─── Document text

Opinion

Covid-19 May Shift Our Thinking About the Digital Bogeyman

With the pandemic forcing millions to stay home, many experts, once vocal proponents of limiting kids’ screen time, now believe screens are crucial to surviving the crisis while maintaining a pinch of sanity

Omer Kabir 14:4122.04.20

If we had to point out a single technological “bogeyman” that is responsible for damaging young and fully grown minds alike, the screen, both the one in your pocket and the one on your desk, would be a likely candidate. For years, experts have been warning against overexposure to screens especially among children and teens.

 

Screens have often been accused of causing obesity and depression and some have even compared their health implications to those of smoking. A research paper published in 2019 in The Journal of the American Medical Association (JAMA) showed extensive exposure to screens physically alters children’s brains and damages their communication skills and cognitive abilities. I too, though relatively leniently, used to believe it was wise to limit children’s screen time and prevent toddlers under two from any access to them.

Empty school (illustration). Photo: Shutterstock Empty school (illustration). Photo: Shutterstock

 

All of this, however, was true before the coronavirus (Covid-19) crisis. It may become true again once the pandemic is over but, for now, the global turmoil is shuffling all the cards. The pandemic is swiftly changing the world as we know it and, with it, many of our old preconceptions regarding life and technology’s role in it. The attitude towards screens and exposure to them may be the one that has changed most dramatically.

 

If, in the past, doctors and medical organizations recommended we minimize our exposure to screens in favor of outdoor physical activity, now, as leaving the house in many parts of the world is either completely forbidden or extremely limited, screens have transformed from a menace to lifesavers. Screens have become a necessary and deserved distraction; they are crucial to keeping in touch with friends and family who might as well live on a different continent instead of just around the block; and they even serve as makeshift babysitters for those lucky parents who still have a job and must juggle work and taking care of the kids, with no school or kindergartens.

 

Even the World Health Organization (WHO) recently supported an initiative encouraging people, including children, to play more video games during the pandemic, just one year after adding gaming addiction to its classification of disorders.

 

If, during all this mess, you still find time to feel bad about letting your kids have more screen time, the experts are here to tell you it is actually fine, in light of these unprecedented circumstances. Parents should not beat themselves up about anything, Nusheen Ameenuddin, chair of the American Academy of Pediatrics Council on communications and media, told the Washington Post. “These are really extraordinary, unusual circumstances and we do not expect anyone—even before Covid-19—to follow rules 100%,” she said.

 

What you should pay attention to is that not every screen and not all content is created equal, meaning a shift is required from focusing on screen time to focusing on content quality. “Screen activities should not be lumped together. Some are educational; some are just for fun. Some are high-quality; some are a guilty pleasure. What we do on screens and how we do it is more important than the time spent,” Common Sense Media, a nonprofit dedicated to responsible use of media and tech by children, wrote in a statement, earlier this month.

──────

**Study questions**:
A – In the opinion piece on screen time, what had the World Health Organization added to its classification of disorders one year before it supported more video gaming during the pandemic?
B – Write the next part of the opinion piece on screen time, picking up after its last paragraph.
You won't need the rows.

─── Data records

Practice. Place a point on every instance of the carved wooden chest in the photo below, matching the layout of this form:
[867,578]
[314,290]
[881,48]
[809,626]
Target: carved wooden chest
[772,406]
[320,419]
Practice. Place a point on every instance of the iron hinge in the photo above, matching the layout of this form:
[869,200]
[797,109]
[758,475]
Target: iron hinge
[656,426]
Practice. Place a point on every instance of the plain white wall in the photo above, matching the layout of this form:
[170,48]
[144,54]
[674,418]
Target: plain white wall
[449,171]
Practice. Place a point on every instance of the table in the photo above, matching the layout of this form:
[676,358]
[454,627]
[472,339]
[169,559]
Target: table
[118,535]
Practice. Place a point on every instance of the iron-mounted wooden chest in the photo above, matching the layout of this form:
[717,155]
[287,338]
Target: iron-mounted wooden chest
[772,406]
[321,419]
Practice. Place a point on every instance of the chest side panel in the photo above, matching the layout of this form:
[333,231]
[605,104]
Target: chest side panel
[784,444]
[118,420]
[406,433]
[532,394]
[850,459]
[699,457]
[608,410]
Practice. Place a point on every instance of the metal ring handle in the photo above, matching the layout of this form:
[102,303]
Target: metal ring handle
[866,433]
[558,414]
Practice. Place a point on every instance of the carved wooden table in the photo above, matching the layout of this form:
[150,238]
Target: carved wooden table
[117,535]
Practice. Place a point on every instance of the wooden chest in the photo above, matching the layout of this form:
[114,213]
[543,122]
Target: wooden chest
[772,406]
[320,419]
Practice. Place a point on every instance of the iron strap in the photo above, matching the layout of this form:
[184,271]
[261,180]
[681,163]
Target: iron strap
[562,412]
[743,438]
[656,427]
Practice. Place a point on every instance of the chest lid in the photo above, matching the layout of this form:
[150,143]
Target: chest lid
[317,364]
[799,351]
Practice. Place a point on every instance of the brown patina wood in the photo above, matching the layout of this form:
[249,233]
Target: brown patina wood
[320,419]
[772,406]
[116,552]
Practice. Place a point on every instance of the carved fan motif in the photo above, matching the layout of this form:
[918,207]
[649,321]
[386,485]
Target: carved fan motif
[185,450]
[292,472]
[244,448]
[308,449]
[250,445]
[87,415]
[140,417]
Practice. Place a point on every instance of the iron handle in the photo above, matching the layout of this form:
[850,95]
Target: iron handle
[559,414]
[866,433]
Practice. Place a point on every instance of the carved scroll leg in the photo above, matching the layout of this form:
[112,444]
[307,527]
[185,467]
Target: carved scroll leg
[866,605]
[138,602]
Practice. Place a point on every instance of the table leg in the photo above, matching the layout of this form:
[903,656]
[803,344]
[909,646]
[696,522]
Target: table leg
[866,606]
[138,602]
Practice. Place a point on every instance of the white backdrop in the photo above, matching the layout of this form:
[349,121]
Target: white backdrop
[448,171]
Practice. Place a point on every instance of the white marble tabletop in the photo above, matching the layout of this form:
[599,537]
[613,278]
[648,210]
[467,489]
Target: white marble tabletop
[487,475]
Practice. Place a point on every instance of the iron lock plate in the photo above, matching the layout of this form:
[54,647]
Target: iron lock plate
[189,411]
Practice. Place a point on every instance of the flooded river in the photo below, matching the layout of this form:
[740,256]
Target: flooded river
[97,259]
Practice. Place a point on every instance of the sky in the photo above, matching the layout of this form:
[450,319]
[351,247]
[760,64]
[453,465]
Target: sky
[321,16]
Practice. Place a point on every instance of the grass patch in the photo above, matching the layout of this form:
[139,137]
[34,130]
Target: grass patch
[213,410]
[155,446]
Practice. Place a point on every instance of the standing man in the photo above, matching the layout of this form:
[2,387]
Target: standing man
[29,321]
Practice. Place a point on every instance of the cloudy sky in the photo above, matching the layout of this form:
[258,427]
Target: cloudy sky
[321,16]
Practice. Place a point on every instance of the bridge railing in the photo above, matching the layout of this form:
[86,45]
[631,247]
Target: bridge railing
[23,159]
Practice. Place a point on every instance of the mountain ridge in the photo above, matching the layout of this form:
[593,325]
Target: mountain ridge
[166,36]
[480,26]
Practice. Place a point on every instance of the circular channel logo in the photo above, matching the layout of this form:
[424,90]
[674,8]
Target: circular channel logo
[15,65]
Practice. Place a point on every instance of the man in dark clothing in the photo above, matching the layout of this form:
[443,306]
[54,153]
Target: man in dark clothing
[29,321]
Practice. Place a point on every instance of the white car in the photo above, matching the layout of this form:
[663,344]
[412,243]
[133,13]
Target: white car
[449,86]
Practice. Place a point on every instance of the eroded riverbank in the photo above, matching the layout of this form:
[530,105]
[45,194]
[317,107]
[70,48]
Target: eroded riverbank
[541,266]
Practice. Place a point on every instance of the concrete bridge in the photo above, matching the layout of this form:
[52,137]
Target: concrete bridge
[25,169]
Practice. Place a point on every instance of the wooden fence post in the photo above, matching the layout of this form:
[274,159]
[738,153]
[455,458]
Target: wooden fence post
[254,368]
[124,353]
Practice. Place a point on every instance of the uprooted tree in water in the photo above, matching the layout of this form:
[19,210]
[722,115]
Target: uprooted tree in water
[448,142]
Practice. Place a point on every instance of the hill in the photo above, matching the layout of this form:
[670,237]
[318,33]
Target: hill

──────

**Answers per task**:
A – Gaming addiction.

B –
 

Even the most prominent voices against the overexposure of children to screens are starting to show more flexibility. Jean Twenge—the author of the popular non-fiction book iGen: Why Today’s Super-Connected Kids Are Growing Up Less Rebellious, More Tolerant, Less Happy – and Completely Unprepared for Adulthood—who helped instill the fear of screens in parents worldwide, now thinks an hour or two of screen time a day is not such a bad thing after all.

 

Twenge still warns about the psychological dangers she attributes to social media, but stated that in addition to leisure activities “doing homework or educational activities on devices for a few hours a day is a virtual necessity and is unlikely to be harmful, so we can cross that off our list of worries.” She also said kids should be allowed to use video calls as they are “the closest they can get to in-person social interaction with friends these days, and it is vastly preferable to the curated, competitive, and anxiety-provoking world of social media.”

 

“When we talk about screen time, we are really talking about entertainment screen time,” Ameenuddin further told the Post. According to her, schoolwork, creative activities, and video chats do not count.

 

Responding to the coronavirus pandemic requires us all to change our habits and reexamine our existing perspectives on education as well as other areas of life and, especially, to be flexible where we were once strict. In the current reality, a screen is much more than just a screen, it is a window to the outside world beyond our four walls and to the family and friends that have suddenly become so distant. Our views on screens and the damage and benefits they entail must change if we are to maintain any type of sanity.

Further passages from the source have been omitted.